───── Exercise passage ─────

I came across this book serendipitously. A few months back, there was a debate raging on GR (even now going on with reduced decibel levels) that whether anyone should be allowed to satirise Hitler. This was triggered by the publication of Look Who’s Back by Timur Vermes. One member, without even reading the book, effectively cursed all the people who would read this book and post a positive review about it.
I was intrigued. Being a person who finds humour in everything, I was surprised that someone could take such an extreme view. Then I found that she was not alone in her views; for many people, the Holocaust was a tragedy which cannot be compared to anything which came before and after, and Hitler was an evil beyond description, which should not be analysed or interpreted, just condemned. As far as I was concerned, this was pure poppycock. Hitler was a dictator who committed genocide to a previously unprecedented level, and I would not choose him as a dinner companion – but he was human, just like you and me.
So I embarked on a journey to discover Hitler and the Third Reich in general, and came across a reference to this book in one of the discussions. Immediately, I decided that it was a must-read. Thankfully, I could find a copy online.
This is not just a history of humour in the Reich, though it is that too. Herzog traces the evolution of political humour and satire in Germany during Hitler’s ascent, reign, decline and demise: and in the process, asks some relevant questions.
IS IT PERMISSIBLE to laugh at Hitler? This is a question that is often debated in Germany, where, seeing the magnitude of the horrors the Third Reich committed in their name, many citizens still have difficulty taking a satirical look at it. And when others dare to do precisely that, they are accused of trivializing the Holocaust. Nonetheless, German humorists are always trying to tackle this most sensitive of topics, and jokes at the expense of the Nazis are at their most powerful and revealing when they are spoken in the economical, matter-of-course tone of the satirist.
Is it legitimate to approach Auschwitz using techniques of satire, or would doing so downplay crimes so monstrous that they can hardly be put into words? Whatever one’s answer to this question, the fact is that Germans have always laughed at Hitler, even during the twelve years of his terrifying reign.
Yes, the Germans have always laughed.
Political humour existed in Germany for a long time. The first German adventure novel, The Adventures of Simplicius Simplicissimus, follows the exploits of a simple shepherd in the devastated and lawless landscape of Europe after the Thirty Years’ War. The horrors that Simplicius sees, Herzog writes, is described in language that is “cheerful and disarmingly ironic”. To quote from the book:
At first glance a novel featuring a rogue hero but really about a decades long bloodbath may itself seem like a bizarre idea. Why didn’t Grimmelshausen just write a chronicle of events? The message of Simplicissimus is that fear and terror are only half as bad when one can laugh in their face.
Ironically, the tradition of the German novel begins with the sort of humor that still occasions controversy today, when people try to treat Hitler comically. Yet the truth is that terrible events seem to call for humor. In the aftermath of a catastrophe, humor often appears as the only effective antidote against lingering horror. One could cite dozens of examples of how the deepest human abysses make people laugh.
Herzog says the same black humour can be found in Jewish jokes, who may have found the strength to tolerate their unbearable situation by laughing at it.

─────

• What you will do:
1 - In the review of Herzog's book on humor in the Third Reich, which book's publication set off the debate about whether Hitler may be satirized?
2 - Carry on the review of Herzog's book on humor in the Third Reich from its last sentence.

───── Records supplied ─────

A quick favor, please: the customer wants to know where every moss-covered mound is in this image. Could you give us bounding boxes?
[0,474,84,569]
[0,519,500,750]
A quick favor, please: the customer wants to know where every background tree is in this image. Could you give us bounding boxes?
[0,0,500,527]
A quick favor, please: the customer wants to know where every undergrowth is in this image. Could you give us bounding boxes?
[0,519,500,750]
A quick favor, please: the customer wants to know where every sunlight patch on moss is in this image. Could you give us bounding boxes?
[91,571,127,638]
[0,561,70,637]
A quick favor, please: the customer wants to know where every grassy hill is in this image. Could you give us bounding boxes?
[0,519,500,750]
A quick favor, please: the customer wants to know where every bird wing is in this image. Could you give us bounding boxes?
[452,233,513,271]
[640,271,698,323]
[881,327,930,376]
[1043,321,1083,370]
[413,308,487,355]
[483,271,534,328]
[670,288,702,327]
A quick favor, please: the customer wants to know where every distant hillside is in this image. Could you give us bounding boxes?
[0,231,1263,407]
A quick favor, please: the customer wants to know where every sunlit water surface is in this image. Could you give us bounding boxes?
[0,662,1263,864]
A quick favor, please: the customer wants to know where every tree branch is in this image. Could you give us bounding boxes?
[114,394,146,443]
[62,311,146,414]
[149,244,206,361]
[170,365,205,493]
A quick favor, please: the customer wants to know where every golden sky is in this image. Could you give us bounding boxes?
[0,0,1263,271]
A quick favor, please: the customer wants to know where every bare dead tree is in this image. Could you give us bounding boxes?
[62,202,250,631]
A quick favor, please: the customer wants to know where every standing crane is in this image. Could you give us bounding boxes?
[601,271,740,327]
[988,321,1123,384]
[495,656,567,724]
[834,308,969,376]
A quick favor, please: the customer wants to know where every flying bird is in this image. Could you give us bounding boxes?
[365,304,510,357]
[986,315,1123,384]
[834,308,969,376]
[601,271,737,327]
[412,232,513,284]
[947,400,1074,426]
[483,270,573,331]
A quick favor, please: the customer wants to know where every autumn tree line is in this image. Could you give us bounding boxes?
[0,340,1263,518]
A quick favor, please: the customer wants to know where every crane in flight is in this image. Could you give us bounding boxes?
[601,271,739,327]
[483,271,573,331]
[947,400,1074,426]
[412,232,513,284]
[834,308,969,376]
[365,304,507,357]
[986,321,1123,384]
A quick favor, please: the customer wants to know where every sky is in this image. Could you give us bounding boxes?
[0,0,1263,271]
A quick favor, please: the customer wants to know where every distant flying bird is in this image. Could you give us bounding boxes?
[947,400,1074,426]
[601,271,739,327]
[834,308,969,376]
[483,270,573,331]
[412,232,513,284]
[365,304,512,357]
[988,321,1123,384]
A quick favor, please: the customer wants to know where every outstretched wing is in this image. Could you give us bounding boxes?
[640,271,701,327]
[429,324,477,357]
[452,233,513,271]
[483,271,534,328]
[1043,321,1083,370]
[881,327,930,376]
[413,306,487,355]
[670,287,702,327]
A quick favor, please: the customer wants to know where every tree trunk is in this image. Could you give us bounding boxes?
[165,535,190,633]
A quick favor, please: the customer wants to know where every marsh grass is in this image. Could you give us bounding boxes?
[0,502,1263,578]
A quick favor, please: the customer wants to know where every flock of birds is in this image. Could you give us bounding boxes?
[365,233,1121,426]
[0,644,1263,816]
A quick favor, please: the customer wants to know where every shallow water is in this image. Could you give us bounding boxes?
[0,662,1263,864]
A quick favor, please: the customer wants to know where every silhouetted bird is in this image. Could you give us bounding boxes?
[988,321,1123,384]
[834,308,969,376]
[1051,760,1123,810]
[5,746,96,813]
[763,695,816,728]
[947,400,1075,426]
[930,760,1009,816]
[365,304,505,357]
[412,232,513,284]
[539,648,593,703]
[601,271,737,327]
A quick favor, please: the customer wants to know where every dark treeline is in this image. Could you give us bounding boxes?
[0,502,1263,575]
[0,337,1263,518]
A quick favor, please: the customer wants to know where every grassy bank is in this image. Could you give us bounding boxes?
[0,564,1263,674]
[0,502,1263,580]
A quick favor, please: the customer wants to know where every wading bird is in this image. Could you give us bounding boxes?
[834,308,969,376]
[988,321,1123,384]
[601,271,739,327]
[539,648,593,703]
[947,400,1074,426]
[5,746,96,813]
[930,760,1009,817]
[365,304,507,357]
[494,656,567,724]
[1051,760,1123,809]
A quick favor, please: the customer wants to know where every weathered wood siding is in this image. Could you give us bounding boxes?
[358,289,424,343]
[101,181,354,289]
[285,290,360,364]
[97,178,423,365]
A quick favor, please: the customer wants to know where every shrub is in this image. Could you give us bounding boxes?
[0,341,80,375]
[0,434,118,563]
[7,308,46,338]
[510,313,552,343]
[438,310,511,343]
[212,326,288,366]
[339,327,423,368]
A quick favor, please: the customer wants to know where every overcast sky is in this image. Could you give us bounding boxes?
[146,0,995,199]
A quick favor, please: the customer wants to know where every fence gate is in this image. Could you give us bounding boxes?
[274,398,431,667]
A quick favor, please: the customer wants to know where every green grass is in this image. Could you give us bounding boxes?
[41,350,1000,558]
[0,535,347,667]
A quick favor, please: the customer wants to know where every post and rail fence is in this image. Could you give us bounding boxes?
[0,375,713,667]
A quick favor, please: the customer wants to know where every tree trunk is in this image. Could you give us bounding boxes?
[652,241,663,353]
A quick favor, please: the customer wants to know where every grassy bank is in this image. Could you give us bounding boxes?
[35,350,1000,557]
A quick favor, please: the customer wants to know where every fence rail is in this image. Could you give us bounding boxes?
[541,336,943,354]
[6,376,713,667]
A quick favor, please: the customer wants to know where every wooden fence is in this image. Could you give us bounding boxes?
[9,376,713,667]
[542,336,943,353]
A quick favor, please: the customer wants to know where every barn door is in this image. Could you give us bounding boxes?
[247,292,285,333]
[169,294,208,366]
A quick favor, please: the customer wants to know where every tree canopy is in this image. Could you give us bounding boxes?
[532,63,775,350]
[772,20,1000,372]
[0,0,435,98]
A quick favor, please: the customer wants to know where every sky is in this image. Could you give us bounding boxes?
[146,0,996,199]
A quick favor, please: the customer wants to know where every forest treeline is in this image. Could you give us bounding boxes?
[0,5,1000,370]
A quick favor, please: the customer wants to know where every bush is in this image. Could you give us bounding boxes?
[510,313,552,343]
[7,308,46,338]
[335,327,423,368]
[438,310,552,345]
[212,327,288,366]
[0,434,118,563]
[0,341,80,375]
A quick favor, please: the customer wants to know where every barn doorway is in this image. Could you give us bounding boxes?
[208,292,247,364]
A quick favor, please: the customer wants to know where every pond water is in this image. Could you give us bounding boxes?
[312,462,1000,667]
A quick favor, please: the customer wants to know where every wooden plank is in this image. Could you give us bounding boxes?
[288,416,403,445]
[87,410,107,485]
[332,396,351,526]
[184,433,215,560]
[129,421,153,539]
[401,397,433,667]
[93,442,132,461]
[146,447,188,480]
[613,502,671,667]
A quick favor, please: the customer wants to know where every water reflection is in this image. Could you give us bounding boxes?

─────

• Answers by item number:
1 - Look Who's Back by Timur Vermes.

2 -
A Swiss visiting a Jewish friend in the Third Reich asks him: “So how do you feel under the Nazis?” He answers: “Like a tapeworm. Every day, I wriggle my way through a mass of brown stuff and wait to be excreted.”
Two Jews are waiting to face a firing squad, when the news arrives that they are to be hanged instead. One turns to the other and says: “You see—they’ve run out of ammunition!”
The second joke, when Germany had its back to the wall during the war and Hitler was trying to finish off all the Jews as quickly as possible, made me laugh out loud and brought tears to my eyes at the same time.
Up until the Reichstag fire, the Nazis were not seen as the dangers to society they were, and consequently the butt of many political jokes, albeit in a good-natured way. Hitler’s over-the-top rhetoric and shameless posturing was especially suited for satire.
Some of the Hitler jokes (one of which was popular even in my schooldays) show an extremely irreverent approach:
Hitler visits a lunatic asylum, where the patients all dutifully perform the German salute. Suddenly, Hitler sees one man whose arm is not raised. “Why don’t you greet me the same way as everyone else,” he hisses. The man answers: “My Führer, I’m an orderly, not a madman!”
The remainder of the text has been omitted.